▸ **Aim of the exercise**
From the records below, keep only the lines that contain the string "window", and copy each one.

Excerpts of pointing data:
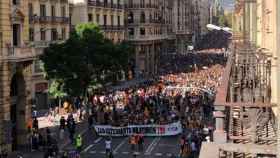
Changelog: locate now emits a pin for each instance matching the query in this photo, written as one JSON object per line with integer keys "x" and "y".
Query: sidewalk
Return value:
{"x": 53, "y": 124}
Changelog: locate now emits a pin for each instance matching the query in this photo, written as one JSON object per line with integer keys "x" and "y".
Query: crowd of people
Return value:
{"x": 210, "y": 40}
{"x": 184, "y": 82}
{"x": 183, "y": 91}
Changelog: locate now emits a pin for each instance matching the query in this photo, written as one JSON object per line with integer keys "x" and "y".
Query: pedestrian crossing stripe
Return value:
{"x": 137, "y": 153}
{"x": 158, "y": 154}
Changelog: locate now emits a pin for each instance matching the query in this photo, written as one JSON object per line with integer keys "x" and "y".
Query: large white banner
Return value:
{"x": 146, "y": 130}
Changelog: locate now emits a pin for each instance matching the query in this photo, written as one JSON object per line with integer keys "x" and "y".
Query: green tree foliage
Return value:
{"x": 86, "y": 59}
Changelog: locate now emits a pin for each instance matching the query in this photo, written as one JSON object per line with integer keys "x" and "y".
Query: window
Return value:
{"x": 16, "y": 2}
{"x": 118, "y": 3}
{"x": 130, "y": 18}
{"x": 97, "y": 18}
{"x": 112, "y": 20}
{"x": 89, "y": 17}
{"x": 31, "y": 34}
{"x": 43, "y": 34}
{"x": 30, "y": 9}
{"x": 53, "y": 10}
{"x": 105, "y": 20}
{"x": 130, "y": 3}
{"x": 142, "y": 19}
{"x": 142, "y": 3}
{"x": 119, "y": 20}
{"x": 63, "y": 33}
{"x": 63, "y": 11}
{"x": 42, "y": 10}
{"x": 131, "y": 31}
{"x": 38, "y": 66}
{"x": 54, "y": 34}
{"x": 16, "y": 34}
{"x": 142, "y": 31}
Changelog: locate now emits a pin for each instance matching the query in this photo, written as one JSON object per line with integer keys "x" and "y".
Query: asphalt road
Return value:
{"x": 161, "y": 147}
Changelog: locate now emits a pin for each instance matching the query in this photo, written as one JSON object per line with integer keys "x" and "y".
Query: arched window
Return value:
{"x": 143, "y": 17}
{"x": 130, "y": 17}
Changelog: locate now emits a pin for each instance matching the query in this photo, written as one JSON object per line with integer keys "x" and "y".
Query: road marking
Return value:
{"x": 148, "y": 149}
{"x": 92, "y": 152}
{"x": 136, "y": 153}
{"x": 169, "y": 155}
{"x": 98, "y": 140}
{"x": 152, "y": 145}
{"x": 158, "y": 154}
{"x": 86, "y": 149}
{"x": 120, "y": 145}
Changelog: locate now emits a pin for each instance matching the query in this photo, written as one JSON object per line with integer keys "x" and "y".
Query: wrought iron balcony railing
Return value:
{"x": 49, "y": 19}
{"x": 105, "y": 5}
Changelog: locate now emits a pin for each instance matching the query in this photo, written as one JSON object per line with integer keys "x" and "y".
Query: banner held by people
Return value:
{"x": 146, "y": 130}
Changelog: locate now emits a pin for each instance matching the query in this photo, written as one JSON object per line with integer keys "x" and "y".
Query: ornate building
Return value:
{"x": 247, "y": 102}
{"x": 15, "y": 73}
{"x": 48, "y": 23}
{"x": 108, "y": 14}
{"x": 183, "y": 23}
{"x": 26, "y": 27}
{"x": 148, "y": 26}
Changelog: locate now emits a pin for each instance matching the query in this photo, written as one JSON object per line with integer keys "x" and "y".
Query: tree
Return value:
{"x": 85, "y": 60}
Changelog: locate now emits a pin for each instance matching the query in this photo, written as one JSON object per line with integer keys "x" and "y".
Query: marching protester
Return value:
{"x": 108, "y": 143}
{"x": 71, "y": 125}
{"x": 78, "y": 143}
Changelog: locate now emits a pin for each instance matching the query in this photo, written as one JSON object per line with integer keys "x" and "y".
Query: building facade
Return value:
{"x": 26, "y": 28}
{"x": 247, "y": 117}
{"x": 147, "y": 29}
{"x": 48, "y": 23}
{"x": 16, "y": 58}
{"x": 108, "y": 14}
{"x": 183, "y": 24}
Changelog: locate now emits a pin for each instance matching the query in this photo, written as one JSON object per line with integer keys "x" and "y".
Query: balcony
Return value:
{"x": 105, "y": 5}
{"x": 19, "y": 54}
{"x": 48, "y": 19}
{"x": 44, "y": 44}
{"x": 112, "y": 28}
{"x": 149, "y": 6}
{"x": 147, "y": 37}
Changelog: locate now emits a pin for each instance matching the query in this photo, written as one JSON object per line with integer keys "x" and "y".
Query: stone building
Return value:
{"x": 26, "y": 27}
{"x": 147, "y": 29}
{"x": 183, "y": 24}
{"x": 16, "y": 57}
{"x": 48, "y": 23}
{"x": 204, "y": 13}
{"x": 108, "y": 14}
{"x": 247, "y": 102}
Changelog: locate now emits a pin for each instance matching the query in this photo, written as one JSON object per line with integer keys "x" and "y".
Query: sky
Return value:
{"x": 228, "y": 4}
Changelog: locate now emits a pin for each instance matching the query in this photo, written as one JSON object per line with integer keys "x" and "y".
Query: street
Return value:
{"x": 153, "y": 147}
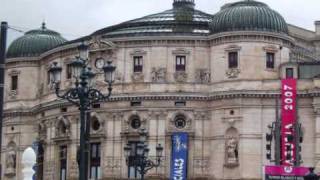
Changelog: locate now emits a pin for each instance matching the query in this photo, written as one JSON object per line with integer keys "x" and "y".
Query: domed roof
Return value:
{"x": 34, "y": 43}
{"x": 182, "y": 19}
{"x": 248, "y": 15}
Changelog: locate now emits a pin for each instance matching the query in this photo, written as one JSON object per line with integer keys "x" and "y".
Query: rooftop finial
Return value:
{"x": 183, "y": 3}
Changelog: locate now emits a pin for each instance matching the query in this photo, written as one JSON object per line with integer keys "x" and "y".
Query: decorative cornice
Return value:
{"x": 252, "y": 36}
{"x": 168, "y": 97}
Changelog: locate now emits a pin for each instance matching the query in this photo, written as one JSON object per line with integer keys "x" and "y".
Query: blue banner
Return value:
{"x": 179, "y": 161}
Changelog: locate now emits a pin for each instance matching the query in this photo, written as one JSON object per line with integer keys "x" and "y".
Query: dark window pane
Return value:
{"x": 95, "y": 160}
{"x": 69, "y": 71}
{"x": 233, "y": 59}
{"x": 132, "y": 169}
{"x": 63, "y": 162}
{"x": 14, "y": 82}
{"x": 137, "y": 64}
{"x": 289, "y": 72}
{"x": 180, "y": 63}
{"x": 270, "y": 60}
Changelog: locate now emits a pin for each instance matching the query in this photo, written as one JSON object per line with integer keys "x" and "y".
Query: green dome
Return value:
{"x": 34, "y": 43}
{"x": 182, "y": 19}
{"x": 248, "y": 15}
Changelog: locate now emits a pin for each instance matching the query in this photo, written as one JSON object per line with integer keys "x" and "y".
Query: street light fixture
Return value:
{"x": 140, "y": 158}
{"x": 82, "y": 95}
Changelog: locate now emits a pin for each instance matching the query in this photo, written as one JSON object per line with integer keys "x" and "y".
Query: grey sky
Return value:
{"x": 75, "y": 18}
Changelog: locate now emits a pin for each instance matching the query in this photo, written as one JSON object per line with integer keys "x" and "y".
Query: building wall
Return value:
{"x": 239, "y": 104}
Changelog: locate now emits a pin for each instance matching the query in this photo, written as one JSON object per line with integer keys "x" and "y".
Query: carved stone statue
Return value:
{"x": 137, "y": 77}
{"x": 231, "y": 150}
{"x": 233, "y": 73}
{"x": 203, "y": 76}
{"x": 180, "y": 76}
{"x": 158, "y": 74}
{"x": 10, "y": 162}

▸ **Task result**
Query: window
Query: arched window
Query: dark window pane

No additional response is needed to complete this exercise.